◆ STATED PROBLEM ◆
Copy the data starting at the line containing "Where can the large" and ending at the line containing "x=917, y=291", substituting "black frame" for "white frame" and changing nothing else.

◆ DATA SHOWN ◆
══════════

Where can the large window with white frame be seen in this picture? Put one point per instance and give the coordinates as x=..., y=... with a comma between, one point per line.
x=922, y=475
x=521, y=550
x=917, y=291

══════════

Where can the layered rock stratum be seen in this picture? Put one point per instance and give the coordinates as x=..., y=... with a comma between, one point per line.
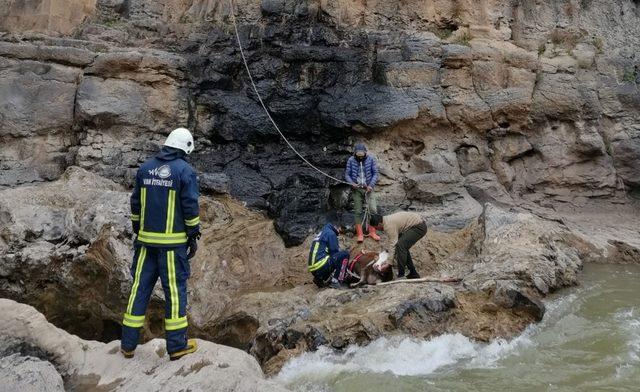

══════════

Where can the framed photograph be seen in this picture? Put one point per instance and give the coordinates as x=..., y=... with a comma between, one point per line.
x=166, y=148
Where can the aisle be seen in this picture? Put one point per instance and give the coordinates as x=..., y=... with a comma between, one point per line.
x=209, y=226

══════════

◆ EXERCISE RESULT ◆
Where can the large window with black frame be seen in this picture? Put one point per instance and give the coordinates as x=..., y=... with a comma between, one point per line.
x=922, y=475
x=521, y=550
x=917, y=291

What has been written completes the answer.